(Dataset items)

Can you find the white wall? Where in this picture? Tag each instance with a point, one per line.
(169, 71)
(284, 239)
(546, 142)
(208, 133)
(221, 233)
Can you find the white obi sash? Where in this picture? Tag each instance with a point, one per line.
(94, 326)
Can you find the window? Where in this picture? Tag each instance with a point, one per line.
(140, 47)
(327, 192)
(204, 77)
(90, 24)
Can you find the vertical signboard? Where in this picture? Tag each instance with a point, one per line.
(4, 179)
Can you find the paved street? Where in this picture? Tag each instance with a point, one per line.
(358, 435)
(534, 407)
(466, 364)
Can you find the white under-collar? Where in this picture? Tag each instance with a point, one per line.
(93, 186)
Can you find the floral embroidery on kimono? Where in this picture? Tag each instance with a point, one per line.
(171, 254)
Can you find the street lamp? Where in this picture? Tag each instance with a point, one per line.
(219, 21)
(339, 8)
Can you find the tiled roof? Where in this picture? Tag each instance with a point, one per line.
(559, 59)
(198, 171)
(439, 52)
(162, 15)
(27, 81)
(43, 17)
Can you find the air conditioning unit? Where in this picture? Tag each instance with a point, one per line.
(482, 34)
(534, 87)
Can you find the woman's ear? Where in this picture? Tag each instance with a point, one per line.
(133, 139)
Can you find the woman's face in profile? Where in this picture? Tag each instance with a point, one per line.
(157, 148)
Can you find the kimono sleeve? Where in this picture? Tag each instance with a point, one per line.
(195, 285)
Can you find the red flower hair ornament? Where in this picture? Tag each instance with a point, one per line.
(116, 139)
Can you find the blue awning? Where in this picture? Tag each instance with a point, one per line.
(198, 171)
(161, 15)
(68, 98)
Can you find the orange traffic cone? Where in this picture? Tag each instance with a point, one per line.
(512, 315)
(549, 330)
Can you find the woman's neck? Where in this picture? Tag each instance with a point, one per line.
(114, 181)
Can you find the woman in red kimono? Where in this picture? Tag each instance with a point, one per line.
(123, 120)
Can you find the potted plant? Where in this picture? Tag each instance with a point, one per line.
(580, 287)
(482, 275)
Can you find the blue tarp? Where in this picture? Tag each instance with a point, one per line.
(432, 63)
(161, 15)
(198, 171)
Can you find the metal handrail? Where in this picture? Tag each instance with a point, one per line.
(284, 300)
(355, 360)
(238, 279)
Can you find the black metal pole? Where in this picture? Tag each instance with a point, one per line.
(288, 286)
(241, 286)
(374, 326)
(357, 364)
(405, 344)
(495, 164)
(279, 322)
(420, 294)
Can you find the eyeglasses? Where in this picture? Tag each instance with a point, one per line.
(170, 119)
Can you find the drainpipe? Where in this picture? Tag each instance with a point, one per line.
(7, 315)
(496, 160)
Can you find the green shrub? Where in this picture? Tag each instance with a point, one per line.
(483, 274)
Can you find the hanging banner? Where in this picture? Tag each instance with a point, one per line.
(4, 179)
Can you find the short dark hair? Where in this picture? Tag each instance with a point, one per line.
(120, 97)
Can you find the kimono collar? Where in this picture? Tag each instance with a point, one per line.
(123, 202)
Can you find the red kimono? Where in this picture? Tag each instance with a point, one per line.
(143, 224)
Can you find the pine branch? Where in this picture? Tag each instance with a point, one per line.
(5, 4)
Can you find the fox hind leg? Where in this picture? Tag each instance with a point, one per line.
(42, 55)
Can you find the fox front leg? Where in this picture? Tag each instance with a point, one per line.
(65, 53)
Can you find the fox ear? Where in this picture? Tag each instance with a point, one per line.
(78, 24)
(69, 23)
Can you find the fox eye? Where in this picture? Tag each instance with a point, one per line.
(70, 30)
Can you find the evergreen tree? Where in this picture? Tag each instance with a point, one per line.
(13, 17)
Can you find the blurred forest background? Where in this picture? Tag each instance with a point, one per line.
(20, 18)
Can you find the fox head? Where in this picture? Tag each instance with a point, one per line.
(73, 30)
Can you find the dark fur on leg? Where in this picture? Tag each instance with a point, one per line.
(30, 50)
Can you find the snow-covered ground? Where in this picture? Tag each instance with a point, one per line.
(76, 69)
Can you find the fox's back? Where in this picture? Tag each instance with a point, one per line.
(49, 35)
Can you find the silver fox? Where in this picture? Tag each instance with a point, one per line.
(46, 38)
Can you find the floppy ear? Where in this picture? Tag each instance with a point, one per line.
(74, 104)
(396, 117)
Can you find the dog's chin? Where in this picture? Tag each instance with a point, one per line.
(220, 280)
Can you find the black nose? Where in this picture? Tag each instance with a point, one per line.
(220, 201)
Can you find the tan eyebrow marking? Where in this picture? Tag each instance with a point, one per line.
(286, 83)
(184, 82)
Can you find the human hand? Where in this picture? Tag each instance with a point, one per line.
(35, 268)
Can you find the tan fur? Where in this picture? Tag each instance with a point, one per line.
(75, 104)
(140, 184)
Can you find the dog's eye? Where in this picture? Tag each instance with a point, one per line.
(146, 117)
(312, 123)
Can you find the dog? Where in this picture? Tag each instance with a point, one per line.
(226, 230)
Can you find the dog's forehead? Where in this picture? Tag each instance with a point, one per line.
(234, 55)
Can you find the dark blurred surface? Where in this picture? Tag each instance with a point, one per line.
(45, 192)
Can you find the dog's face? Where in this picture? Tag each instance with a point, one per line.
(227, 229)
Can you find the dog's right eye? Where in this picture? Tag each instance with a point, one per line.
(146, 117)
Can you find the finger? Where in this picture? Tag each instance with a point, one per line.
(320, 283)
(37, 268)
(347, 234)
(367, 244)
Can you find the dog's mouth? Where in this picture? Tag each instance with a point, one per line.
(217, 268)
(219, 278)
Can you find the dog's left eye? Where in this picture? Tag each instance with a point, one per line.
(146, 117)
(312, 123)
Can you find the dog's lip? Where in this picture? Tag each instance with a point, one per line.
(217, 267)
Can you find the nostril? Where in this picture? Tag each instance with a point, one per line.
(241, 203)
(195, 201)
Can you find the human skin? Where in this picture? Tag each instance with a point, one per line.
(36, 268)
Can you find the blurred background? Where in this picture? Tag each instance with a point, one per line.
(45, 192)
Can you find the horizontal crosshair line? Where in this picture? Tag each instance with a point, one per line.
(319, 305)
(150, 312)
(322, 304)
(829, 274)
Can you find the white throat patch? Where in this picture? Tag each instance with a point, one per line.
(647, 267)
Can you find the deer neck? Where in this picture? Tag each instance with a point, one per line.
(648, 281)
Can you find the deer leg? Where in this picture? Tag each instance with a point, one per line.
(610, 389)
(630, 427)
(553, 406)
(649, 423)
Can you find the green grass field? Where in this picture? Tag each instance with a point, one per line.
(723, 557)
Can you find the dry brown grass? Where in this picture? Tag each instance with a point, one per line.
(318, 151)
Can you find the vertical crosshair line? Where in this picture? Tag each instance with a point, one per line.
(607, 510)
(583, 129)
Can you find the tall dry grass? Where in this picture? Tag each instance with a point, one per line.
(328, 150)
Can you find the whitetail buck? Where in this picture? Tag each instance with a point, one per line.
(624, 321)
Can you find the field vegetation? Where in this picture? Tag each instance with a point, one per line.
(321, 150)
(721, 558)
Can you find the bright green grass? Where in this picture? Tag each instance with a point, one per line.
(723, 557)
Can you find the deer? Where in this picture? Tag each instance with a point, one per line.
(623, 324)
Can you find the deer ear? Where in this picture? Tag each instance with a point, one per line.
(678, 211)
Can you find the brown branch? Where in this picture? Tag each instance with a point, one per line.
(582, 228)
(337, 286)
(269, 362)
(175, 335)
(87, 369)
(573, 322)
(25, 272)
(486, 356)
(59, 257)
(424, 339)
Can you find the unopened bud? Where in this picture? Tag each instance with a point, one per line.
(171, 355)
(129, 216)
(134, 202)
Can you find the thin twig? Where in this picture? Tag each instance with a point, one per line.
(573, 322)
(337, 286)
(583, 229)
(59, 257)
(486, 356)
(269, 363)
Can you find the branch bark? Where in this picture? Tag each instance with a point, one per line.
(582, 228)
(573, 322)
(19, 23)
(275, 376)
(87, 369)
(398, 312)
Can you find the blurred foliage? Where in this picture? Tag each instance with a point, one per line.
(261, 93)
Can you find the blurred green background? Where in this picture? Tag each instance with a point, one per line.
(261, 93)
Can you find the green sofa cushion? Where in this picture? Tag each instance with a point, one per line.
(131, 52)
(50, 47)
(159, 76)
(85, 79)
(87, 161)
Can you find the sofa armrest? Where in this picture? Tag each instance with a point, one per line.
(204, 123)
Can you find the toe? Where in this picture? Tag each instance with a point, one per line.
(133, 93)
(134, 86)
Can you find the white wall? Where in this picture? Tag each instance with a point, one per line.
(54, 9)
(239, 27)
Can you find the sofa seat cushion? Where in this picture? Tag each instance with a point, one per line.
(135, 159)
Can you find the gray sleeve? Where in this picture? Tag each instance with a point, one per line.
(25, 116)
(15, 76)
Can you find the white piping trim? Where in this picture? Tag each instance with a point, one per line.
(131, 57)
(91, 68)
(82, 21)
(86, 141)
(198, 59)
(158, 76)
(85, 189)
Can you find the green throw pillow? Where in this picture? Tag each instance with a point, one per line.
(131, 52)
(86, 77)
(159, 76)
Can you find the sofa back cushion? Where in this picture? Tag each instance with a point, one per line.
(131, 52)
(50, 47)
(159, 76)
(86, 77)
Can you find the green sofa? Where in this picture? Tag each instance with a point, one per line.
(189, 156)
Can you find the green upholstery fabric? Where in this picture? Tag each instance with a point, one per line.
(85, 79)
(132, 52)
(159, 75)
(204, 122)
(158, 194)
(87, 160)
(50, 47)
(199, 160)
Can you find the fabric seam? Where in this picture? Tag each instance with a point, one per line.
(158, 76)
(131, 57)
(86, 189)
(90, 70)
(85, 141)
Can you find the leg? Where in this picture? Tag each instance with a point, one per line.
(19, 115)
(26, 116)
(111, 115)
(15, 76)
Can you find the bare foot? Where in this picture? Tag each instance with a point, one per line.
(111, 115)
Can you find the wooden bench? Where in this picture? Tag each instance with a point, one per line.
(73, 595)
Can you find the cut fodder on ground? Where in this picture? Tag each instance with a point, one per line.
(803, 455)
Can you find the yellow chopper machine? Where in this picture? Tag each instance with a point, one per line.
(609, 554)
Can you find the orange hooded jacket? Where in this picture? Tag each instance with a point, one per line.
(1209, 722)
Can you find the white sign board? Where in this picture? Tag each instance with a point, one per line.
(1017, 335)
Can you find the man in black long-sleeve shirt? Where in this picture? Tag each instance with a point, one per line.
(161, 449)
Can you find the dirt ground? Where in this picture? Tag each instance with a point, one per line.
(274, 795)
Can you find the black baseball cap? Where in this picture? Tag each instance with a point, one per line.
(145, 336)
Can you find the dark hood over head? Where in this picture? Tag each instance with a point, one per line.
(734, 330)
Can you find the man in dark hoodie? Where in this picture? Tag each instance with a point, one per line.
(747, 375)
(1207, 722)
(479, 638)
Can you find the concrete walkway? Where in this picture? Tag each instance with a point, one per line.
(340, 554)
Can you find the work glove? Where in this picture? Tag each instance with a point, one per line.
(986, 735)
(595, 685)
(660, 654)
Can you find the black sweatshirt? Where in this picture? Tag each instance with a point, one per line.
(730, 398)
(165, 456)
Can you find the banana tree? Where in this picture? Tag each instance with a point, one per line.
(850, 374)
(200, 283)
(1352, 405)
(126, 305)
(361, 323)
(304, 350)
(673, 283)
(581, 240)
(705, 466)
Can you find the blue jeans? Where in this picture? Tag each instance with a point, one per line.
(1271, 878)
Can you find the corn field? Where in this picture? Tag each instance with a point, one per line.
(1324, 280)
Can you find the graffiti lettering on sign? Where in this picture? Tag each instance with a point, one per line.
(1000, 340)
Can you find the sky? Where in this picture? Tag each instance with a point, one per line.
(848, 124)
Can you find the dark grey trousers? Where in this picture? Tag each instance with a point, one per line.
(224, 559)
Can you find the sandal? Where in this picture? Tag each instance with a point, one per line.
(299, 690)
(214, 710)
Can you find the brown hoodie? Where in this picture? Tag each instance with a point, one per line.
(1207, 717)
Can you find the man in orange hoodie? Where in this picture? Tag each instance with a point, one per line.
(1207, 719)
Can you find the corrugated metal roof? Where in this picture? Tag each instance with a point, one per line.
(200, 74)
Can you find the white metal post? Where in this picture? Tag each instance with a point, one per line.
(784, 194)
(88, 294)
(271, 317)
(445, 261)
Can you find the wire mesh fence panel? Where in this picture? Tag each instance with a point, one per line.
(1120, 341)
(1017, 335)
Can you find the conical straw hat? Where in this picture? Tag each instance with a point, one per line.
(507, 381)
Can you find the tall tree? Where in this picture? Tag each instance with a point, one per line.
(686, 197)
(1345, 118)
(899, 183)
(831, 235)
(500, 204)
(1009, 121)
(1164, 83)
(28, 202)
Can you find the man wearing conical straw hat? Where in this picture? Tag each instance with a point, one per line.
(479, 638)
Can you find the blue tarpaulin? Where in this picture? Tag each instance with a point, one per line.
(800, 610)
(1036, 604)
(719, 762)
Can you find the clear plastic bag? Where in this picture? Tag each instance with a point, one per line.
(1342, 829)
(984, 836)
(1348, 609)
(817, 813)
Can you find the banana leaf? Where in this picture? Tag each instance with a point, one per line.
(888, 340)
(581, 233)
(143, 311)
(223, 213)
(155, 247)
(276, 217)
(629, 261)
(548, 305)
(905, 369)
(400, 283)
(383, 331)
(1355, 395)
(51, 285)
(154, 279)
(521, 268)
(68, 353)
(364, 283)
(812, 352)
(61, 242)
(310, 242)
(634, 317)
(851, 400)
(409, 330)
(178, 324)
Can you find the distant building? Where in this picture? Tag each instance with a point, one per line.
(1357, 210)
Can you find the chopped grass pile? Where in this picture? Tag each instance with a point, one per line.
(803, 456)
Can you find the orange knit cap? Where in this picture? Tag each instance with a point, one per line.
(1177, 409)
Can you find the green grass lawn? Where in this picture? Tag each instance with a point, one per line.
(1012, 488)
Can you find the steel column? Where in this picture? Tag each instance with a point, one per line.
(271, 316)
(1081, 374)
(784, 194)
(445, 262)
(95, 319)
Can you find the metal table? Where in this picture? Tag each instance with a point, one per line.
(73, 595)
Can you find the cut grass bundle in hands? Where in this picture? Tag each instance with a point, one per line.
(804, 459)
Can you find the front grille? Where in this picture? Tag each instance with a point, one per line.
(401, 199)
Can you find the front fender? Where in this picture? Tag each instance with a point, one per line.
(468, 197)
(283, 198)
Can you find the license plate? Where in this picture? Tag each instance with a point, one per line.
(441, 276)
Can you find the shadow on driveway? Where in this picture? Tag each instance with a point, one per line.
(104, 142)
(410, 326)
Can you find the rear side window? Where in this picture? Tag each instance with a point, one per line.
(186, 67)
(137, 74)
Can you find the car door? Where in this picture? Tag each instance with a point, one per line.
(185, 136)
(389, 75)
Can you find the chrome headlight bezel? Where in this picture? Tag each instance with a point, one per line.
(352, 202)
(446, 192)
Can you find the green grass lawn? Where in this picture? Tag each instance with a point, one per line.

EXERCISE DIRECTIONS: Print, unchanged, the stretch of records from the line containing "Can you find the blue tarpaulin?" through the line containing "(1012, 488)", including both of those lines.

ANSWER BELOW:
Can you find the blue tarpaulin? Where in this picture? Tag each instance with a point, one per line.
(800, 610)
(1036, 604)
(719, 762)
Can you find the clear plastic bag? Where in this picture? Tag each instance with a point, one per line.
(1342, 829)
(984, 836)
(1348, 609)
(817, 813)
Can you find the banana leaf? Where in this picture? Tag each instance with a point, one per line.
(888, 340)
(581, 233)
(143, 311)
(223, 213)
(155, 247)
(276, 217)
(629, 261)
(548, 305)
(905, 369)
(400, 283)
(383, 331)
(1355, 395)
(51, 285)
(154, 279)
(521, 268)
(68, 353)
(364, 283)
(812, 352)
(61, 242)
(310, 242)
(634, 317)
(851, 400)
(409, 330)
(178, 324)
Can you find the distant building? Where in this picture? Tag each instance with a point, one per line.
(1357, 210)
Can you find the chopped grass pile? Where in this picture? Tag each instance with a point, one per line.
(803, 456)
Can you find the orange knit cap? Where in this picture? Tag each instance with a point, one per line.
(1177, 409)
Can you find the green grass lawn? Where in this picture? Tag each instance with a point, one per line.
(1012, 488)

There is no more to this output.